- [DIRECTIVE 1]: From the article on AMD's GPU plans, list each kind of GPU product or architecture AMD expects to bring out in 2020.
- [DIRECTIVE 2]: According to the article on AMD's GPU plans, at what event does Lisa Su say AMD will talk more about its next-generation RDNA architecture?

- [TEXT TO READ]:
%%

As part of today’s FY2019 earnings call, AMD CEO Dr. Lisa Su had a few words to say about AMD’s future GPU plans – an unexpected nugget of information since we weren’t expecting AMD to reveal anything further at this time.

In short, for this year AMD is planning on both Navi product refreshes as well as parts based on the forthcoming RDNA 2 GPU architecture. To quote Lisa Su:

In 2019, we launched our new architecture in GPUs, it's the RDNA architecture, and that was the Navi based products. You should expect that those will be refreshed in 2020 - and we'll have a next generation RDNA architecture that will be part of our 2020 lineup. So we're pretty excited about that, and we'll talk more about that at our financial analyst day. On the data centre GPU side, you should also expect that we'll have some new products in the second half of this year.

%%

- [EXTRACTED INFORMATION]:
%%

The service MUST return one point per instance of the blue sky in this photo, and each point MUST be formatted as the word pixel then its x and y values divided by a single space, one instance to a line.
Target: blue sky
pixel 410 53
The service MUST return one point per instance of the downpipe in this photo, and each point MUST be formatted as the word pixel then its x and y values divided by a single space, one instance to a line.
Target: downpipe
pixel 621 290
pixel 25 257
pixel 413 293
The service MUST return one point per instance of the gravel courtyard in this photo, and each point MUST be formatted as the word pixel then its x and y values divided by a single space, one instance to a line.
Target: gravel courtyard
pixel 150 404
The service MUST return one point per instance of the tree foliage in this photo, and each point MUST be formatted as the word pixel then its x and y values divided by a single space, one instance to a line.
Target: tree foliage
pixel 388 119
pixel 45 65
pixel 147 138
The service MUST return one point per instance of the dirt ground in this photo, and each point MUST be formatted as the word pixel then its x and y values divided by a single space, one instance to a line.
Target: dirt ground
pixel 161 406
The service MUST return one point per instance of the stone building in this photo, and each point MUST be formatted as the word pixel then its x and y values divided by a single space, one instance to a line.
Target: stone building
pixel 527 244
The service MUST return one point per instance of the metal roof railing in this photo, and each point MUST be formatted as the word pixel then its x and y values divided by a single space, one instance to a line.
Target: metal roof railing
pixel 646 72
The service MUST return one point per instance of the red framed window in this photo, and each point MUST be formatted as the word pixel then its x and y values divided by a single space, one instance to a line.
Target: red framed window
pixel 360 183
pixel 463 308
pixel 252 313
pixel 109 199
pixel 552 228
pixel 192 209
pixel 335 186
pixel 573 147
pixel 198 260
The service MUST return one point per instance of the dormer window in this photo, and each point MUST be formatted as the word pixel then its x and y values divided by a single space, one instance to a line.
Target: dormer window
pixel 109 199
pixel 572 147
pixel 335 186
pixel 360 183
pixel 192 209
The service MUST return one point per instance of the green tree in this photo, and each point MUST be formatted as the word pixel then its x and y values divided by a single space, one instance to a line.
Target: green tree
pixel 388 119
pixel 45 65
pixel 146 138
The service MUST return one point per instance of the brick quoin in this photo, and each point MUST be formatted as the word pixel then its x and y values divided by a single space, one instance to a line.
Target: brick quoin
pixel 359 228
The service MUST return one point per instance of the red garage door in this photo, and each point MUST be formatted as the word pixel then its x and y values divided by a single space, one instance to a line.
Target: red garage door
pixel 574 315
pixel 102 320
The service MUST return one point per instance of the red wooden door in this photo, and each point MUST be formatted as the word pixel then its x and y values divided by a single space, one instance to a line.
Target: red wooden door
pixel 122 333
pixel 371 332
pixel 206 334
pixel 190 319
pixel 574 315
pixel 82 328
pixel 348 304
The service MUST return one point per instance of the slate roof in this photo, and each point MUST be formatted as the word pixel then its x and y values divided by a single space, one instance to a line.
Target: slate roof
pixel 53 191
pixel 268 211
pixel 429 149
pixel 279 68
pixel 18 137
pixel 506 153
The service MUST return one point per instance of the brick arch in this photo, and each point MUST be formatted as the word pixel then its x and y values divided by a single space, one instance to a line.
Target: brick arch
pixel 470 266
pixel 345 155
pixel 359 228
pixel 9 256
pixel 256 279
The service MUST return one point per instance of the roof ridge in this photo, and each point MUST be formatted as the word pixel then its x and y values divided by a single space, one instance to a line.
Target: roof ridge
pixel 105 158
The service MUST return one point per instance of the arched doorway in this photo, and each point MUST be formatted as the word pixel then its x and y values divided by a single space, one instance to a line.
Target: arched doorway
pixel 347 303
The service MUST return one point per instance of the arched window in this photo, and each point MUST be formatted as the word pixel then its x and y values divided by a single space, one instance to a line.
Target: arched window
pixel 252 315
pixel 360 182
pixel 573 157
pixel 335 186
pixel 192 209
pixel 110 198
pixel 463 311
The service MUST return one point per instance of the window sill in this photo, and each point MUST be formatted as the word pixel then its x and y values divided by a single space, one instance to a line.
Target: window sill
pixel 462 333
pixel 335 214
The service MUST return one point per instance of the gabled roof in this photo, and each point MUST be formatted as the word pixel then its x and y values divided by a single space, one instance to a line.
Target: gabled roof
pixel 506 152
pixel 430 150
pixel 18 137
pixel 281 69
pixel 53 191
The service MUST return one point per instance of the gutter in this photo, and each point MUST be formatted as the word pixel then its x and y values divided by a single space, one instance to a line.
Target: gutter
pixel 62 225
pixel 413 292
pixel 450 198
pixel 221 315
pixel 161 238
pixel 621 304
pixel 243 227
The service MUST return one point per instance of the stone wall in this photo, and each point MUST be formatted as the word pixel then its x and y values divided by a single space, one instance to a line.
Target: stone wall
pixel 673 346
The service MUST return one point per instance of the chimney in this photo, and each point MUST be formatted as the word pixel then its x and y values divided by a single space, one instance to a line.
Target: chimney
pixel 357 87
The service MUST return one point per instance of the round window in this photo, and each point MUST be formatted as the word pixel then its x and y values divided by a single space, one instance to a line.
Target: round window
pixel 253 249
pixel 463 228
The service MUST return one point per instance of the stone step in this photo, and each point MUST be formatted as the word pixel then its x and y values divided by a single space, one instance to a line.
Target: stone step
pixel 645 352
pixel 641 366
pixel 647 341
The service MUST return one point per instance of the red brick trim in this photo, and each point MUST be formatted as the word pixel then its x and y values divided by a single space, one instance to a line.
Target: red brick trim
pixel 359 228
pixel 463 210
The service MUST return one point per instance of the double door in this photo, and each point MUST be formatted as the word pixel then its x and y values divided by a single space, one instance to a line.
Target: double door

%%

- [RESPONSE 1]:
- Refreshed Navi-based products
- Parts based on the next-generation RDNA architecture (RDNA 2), part of the 2020 lineup
- New data center GPU products in the second half of the year

- [RESPONSE 2]: At AMD's financial analyst day.